● **Texto seleccionado**:

Teniendo esa herencia, por qué fue a dar al derecho y en qué momento adquirió su inclinación por la literatura.
Tanto mi papá como mi mamá eran muy buenos lectores. Ella, que había sido normalista y profesora de primaria, era muy exquisita en el manejo de la escritura.
Pienso que en estos casos también hay mucho de formaciones genéticas que vienen en uno. En mi familia todos tenemos una facilidad y una inclinación a la escritura y a la creación artística. Somos siete hermanos, entre ellos Joaquín, que es poeta. Y mi papá tuvo una hermana que era pintora. Yo, desde la primaria, estuve en teatro, escribía y me era muy agradable y fácil hacer las redacciones que los profesores nos ponían sobre las vacaciones.
Entonces, ¿por qué eligió el derecho al decidirse por estudiar una carrera?
Por un lado porque en Bogotá no había una facultad con una gran imagen para uno estudiar literatura. Otro factor es que, paradójicamente, yo nunca quise ser profesor (risas). ¿Por qué derecho? Pienso que era lo más afín a mi facilidad de escritura. Siempre ha existido una visión de que el derecho lo acerca a uno a las humanidades. El derecho me atraía también por lo que significaba en lo político; me gustaban el tema de la justicia, los derechos humanos, todo lo que tenía que ver con el pensamiento, con la filosofía. Pero no fue ese el abogado que encontré en la universidad. Pero en el Externado encontré maestros que me hablaban de las humanidades, de la sociología, de la economía, y fueron quedando atrás los códigos.
¿Por qué no continuó con el derecho?
Desde la primaria siempre fui el que estaba organizando, dándoles fuerza a los grupos literarios del colegio. En secundaria me involucro en el periódico mural, que lo fundo, y en el programa radial del colegio, que también fundo, el cual se emitía en la emisora del municipio de Pitalito. Hay un momento de los dos o tres primeros años de derecho en que me dedico al derecho, y luego, en los últimos años, vuelvo a la literatura participando en concursos. Al finalizar los estudios me vinculo al suplemento de El Siglo, que hacía María Mercedes Carranza. Por fortuna, no ejercí. Cuando aspiré a ser juez en Bogotá, no lo pude ser. Por eso me quedé trabajando en la universidad como profesor de derecho. Fernando Hinestrosa me llamó, cosa que siempre le agradeceré, y así fue posible que me quedara en Bogotá. Allí trabajé 10 años, en una actividad que también fue paralela a la literaria y a la de mi relación amplia con las ciencias sociales, porque dictaba cursos que no eran propiamente de derecho. Ahí es donde fundo el Taller de Escritores y así se decide mi ruta entre derecho y literatura.

● **Tareas a realizar**:
• 1. Extrae de la entrevista el fragmento que empieza en "Por un lado" y termina en "atrás los códigos.".
• 2. Escribe cómo sigue la entrevista después de su última frase.

● **Listado proporcionado**:
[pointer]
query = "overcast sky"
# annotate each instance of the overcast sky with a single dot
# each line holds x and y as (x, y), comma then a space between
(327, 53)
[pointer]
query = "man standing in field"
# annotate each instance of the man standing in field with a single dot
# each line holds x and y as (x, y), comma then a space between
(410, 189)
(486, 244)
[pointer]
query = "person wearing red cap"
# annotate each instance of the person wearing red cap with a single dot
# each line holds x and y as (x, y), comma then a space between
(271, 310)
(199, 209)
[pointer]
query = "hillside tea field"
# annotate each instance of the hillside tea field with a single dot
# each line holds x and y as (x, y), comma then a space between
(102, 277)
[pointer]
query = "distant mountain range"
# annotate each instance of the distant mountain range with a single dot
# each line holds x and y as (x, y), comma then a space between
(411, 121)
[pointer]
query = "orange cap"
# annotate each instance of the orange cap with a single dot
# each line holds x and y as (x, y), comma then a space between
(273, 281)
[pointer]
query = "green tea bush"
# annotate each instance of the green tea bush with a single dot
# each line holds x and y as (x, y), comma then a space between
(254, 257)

* * *

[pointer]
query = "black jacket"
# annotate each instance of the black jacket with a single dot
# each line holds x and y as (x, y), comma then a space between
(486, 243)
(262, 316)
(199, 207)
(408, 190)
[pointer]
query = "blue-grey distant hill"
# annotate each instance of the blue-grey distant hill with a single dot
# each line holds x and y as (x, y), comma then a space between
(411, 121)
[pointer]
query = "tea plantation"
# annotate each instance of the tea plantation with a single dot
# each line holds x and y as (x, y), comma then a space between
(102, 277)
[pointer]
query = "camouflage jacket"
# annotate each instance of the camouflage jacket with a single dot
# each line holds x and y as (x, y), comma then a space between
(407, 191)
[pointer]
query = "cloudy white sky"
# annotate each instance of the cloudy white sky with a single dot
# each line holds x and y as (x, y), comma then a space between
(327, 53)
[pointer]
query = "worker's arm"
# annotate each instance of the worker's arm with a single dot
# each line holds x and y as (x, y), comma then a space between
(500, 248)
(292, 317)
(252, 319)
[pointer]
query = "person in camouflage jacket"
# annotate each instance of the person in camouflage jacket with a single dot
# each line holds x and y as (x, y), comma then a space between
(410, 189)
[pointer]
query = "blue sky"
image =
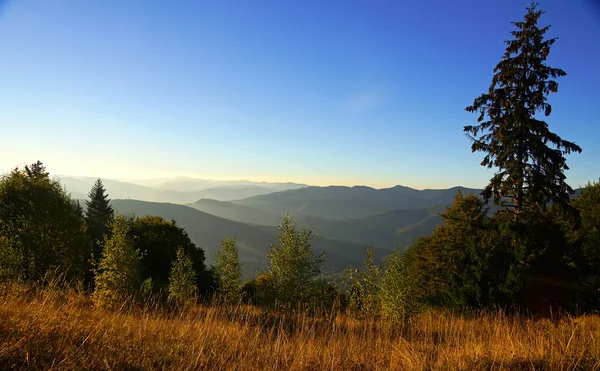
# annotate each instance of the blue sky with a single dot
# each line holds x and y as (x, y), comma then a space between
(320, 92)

● **Las respuestas**:
• 1.
Por un lado porque en Bogotá no había una facultad con una gran imagen para uno estudiar literatura. Otro factor es que, paradójicamente, yo nunca quise ser profesor (risas). ¿Por qué derecho? Pienso que era lo más afín a mi facilidad de escritura. Siempre ha existido una visión de que el derecho lo acerca a uno a las humanidades. El derecho me atraía también por lo que significaba en lo político; me gustaban el tema de la justicia, los derechos humanos, todo lo que tenía que ver con el pensamiento, con la filosofía. Pero no fue ese el abogado que encontré en la universidad. Pero en el Externado encontré maestros que me hablaban de las humanidades, de la sociología, de la economía, y fueron quedando atrás los códigos.

• 2.
En los años 74-76 estudio literatura en el Instituto Caro y Cuervo, y a partir del 75 mis vínculos con la literatura se afianzan y se acrecientan. Tengo muchos amigos en las revistas y los periódicos. Lo que había hecho en Garzón en la emisora, durante el bachillerato, lo amplifico en Bogotá, y es cuando resulto amigo de los directores de los suplementos de Bogotá y del país, lo que me hace posible continuar escribiendo columnas, ensayos, y dejo de escribir los memoriales y de enseñar el derecho. Ya en el 80 hay una decisión de abandonar el derecho y dedicarme exclusivamente a la literatura y a las humanidades. Ese era mi mundo, mi vocación era esa.
En el 81, cuando funda el Taller de Escritores, ¿qué fue lo que lo propició?
Yo era un poco antiescuela y cuando fundé el Taller en el Externado y lo mantuve un año, defendí que la educación es algo a lo que el ser humano debe tener derecho gratuitamente y sin calificaciones; pero, además, sin edad. Y la coyuntura fue que la Universidad Central me brindó estas condiciones, porque buscaba dar un taller de extensión para escritores que atrajera personas. Entonces se lo propuse al rector y comenzó a mitad del año 81.
Hace 32 años el concepto de ‘creación narrativa’ en Colombia no existía...
No. La palabra creación en la época no era muy aceptada porque el mundo marxista la asociaba con la religión. Para mí crear es un hecho material y espiritual, pero ante todo material; de ahí se desprende el espíritu. Yo lo reivindico después porque cuando tensas una cuerda o aplicas un pincel son hechos materiales.